[Records from a pointing dataset]
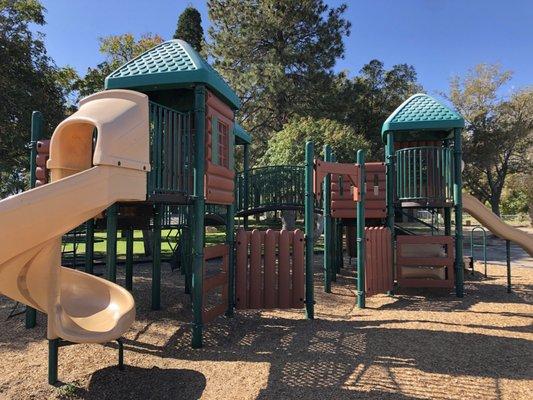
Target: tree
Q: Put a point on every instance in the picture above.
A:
(118, 50)
(29, 81)
(190, 28)
(287, 147)
(377, 93)
(278, 56)
(498, 132)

> [Do this]:
Can you write out these lines again, replacing "tree" with "bush" and changing nothing else? Leave the picture out of your answer.

> [Problem solution]:
Target: bush
Q: Put a point on every instance in the picture above.
A:
(118, 50)
(29, 81)
(190, 28)
(287, 147)
(377, 93)
(278, 56)
(498, 132)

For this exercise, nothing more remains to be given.